▸ **PAGE EXTRACT**
========================================
Immutability is a good thing: it makes the reference semantics world easier to reason about, but we still can't go entirely immutable.

3. Value Semantics

Let's take a different approach. We like mutation because it's easy to use when done correctly, but the problem is data sharing.

Value types solve this problem. Mutating one variable of some value type will never affect a different variable:

var a: Int = 17
var b = a
assert(a == b)
b += 25
print("a = \(a), b = \(b)")  // Prints "a = 17, b = 42"

We're used to this with fundamental types like numbers and perhaps CGPoint--we would never expect that a change to b would affect a.

We can take this same principle and extend it to more complex types.

Value types compose

All of Swift's "fundamental" types are value types
- Int, Double, String, ...

All of Swift's collections are value types
- Array, Set, Dictionary, ...

In Swift, any tuple, struct, or enum that contains only value types is also a value type. It's very easy to build rich abstractions entirely in the world of value types.

Value types are distinguished by value

Equality is established by the value of a variable, not its identity or how we arrived at the value.

This makes perfect sense for fundamental types like Integers...

var a: Int = 5
var b: Int = 2 + 3
assert(a == b)  // True

...so we can extend it to less fundamental types like collections:

var a: [Int] = [1, 2, 3]
var b: [Int] = [3, 2, 1].sort(<)
assert(a == b)  // True

Value types should implement `Equatable`

We can't understand our code unless we have reflexive, symmetric, and transitive notions of equality.
========================================
(Segmentation dataset records)
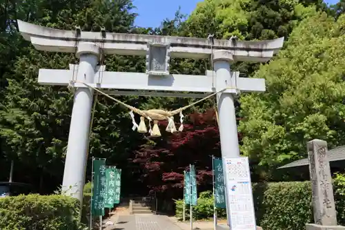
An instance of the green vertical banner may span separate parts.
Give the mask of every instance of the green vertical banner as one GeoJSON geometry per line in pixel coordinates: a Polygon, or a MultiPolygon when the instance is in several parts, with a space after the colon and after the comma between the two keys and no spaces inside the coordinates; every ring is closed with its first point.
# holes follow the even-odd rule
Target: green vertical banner
{"type": "Polygon", "coordinates": [[[195,167],[194,165],[190,166],[190,184],[192,190],[191,203],[193,206],[197,206],[197,176],[195,174],[195,167]]]}
{"type": "Polygon", "coordinates": [[[190,204],[190,175],[189,172],[184,172],[184,203],[190,204]]]}
{"type": "Polygon", "coordinates": [[[93,160],[93,187],[91,212],[92,215],[104,215],[106,195],[106,160],[93,160]]]}
{"type": "Polygon", "coordinates": [[[112,209],[115,201],[115,169],[108,167],[106,169],[106,201],[104,207],[112,209]]]}
{"type": "Polygon", "coordinates": [[[219,209],[226,209],[224,175],[223,174],[223,164],[221,159],[213,157],[213,176],[215,180],[215,207],[219,209]]]}
{"type": "Polygon", "coordinates": [[[114,204],[120,203],[120,195],[121,195],[121,169],[115,169],[115,200],[114,204]]]}

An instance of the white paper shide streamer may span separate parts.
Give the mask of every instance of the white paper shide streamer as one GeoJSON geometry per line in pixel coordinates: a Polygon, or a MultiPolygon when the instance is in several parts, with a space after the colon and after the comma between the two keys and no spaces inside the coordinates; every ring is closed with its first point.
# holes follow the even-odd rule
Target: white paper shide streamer
{"type": "Polygon", "coordinates": [[[130,115],[130,117],[132,117],[132,124],[133,124],[133,126],[132,127],[132,129],[133,130],[133,131],[135,130],[136,130],[137,128],[138,128],[139,126],[138,124],[137,124],[137,122],[135,122],[135,119],[134,118],[134,113],[133,113],[133,111],[130,111],[129,113],[130,115]]]}

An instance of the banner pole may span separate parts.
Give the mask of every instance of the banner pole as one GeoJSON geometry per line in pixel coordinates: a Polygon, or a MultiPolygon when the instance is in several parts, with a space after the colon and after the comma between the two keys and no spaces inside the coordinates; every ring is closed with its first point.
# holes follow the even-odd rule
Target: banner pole
{"type": "Polygon", "coordinates": [[[213,187],[213,229],[214,230],[217,230],[217,209],[215,207],[215,157],[212,155],[212,184],[213,187]]]}
{"type": "Polygon", "coordinates": [[[184,214],[183,218],[184,222],[186,221],[186,200],[184,200],[184,195],[186,193],[186,171],[184,171],[184,214]]]}
{"type": "Polygon", "coordinates": [[[189,181],[190,181],[190,205],[189,205],[189,208],[190,208],[190,230],[193,230],[193,206],[192,206],[192,197],[193,197],[193,194],[192,194],[192,191],[193,191],[193,182],[192,182],[192,173],[191,173],[191,171],[190,169],[192,169],[192,165],[190,164],[189,165],[189,181]]]}
{"type": "Polygon", "coordinates": [[[92,157],[92,163],[91,164],[91,198],[90,202],[90,230],[92,230],[92,197],[93,197],[93,160],[95,160],[92,157]]]}

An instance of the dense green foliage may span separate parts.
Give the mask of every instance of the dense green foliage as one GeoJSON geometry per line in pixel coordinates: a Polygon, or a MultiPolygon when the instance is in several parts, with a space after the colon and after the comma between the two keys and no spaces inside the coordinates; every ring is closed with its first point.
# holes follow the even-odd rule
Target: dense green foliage
{"type": "Polygon", "coordinates": [[[0,198],[1,230],[78,230],[79,202],[63,195],[19,195],[0,198]]]}
{"type": "Polygon", "coordinates": [[[241,150],[264,178],[305,157],[313,139],[331,148],[345,144],[344,19],[315,13],[304,20],[286,48],[255,73],[266,79],[267,93],[241,98],[241,150]]]}
{"type": "MultiPolygon", "coordinates": [[[[344,175],[338,175],[334,181],[339,224],[345,224],[344,182],[344,175]]],[[[257,224],[264,229],[302,230],[305,229],[306,223],[313,222],[310,182],[253,184],[253,193],[257,224]]],[[[200,194],[198,205],[193,208],[194,218],[213,217],[213,198],[211,194],[211,191],[200,194]]],[[[177,217],[181,218],[183,200],[176,200],[175,203],[177,217]]],[[[217,214],[219,218],[226,216],[224,210],[219,210],[217,214]]],[[[186,216],[189,218],[189,215],[186,216]]]]}

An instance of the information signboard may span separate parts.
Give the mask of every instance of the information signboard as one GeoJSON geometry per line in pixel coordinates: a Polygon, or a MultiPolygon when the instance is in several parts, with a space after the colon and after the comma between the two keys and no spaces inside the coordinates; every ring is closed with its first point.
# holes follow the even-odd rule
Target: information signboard
{"type": "Polygon", "coordinates": [[[249,162],[246,157],[223,157],[228,216],[232,230],[255,230],[249,162]]]}

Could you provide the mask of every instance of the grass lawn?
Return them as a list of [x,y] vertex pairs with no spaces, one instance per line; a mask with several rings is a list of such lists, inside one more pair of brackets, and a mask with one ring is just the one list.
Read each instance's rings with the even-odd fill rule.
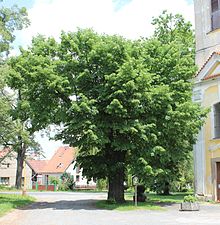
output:
[[0,216],[35,201],[35,198],[30,196],[13,195],[13,194],[0,194]]
[[165,210],[164,205],[170,205],[175,203],[180,203],[183,201],[184,196],[192,194],[192,193],[173,193],[171,195],[157,195],[153,193],[147,194],[146,202],[139,202],[138,206],[135,207],[132,201],[133,193],[126,193],[125,199],[126,203],[117,204],[117,203],[109,203],[105,200],[98,201],[96,203],[97,208],[100,209],[108,209],[108,210],[119,210],[119,211],[127,211],[127,210]]

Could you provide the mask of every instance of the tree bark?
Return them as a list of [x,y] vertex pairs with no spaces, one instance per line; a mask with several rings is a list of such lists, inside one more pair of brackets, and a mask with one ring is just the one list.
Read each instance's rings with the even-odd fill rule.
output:
[[164,195],[169,195],[170,194],[170,185],[169,185],[169,182],[165,182],[163,194]]
[[24,158],[26,153],[26,147],[21,145],[20,149],[17,151],[17,171],[16,171],[16,182],[15,187],[21,189],[22,186],[22,171],[24,167]]
[[125,153],[112,152],[112,165],[108,176],[108,200],[124,203]]

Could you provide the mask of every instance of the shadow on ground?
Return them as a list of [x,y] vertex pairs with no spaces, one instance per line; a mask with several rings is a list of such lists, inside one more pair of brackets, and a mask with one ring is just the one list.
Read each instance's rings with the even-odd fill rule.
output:
[[21,208],[21,210],[33,210],[33,209],[53,209],[53,210],[98,210],[96,207],[97,200],[60,200],[55,202],[35,202],[29,206]]

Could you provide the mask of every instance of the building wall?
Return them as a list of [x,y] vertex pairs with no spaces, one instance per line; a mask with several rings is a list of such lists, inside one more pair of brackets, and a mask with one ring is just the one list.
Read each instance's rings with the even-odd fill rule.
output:
[[194,0],[196,64],[199,68],[214,51],[220,51],[220,29],[211,29],[211,1]]
[[199,90],[199,102],[210,112],[194,146],[195,189],[197,194],[216,200],[216,162],[220,161],[220,139],[214,138],[213,106],[220,102],[220,80],[200,82],[194,87],[194,91]]

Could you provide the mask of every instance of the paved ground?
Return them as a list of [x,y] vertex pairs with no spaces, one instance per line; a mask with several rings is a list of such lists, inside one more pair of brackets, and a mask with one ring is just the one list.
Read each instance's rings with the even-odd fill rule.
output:
[[209,225],[220,224],[220,205],[202,205],[199,212],[109,211],[95,208],[102,193],[30,193],[38,202],[0,218],[0,225]]

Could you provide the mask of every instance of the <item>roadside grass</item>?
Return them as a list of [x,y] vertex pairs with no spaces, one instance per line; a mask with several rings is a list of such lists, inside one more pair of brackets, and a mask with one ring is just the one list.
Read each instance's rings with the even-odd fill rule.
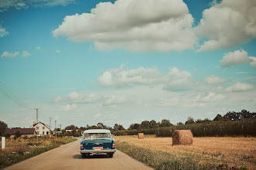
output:
[[6,148],[0,152],[0,168],[16,164],[19,162],[36,156],[45,151],[56,148],[76,141],[71,138],[41,138],[39,142],[36,138],[6,140]]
========================================
▸ **COMPLETE THE FOLLOWING**
1. Copy the value semantics passage word for word, from "Value types compose" down to "Set, Dictionary, ...".
2. Repeat the segmentation rows word for word, from the line containing "the <item>roadside grass</item>?" down to the end of the rows, including both ends. Leave out the pictures.
The value semantics passage and the segmentation rows come from unrelated sources.

▸ **SOLVED TASKS**
1.
Value types compose

All of Swift's "fundamental" types are value types
- Int, Double, String, ...

All of Swift's collections are value types
- Array, Set, Dictionary, ...

2.
Could you provide the mask of every instance of the <item>roadside grass</item>?
Return them as a list of [x,y] vertex pairs with no spaces, one instance per line; a mask with several rings is a list of such lists, inside one more pair of brackets, and a mask with one ring is just the one list.
Read each instance's rings with the even-odd fill rule.
output:
[[6,148],[0,152],[0,168],[16,164],[19,162],[36,156],[45,151],[56,148],[76,141],[71,138],[41,138],[39,142],[36,138],[6,140]]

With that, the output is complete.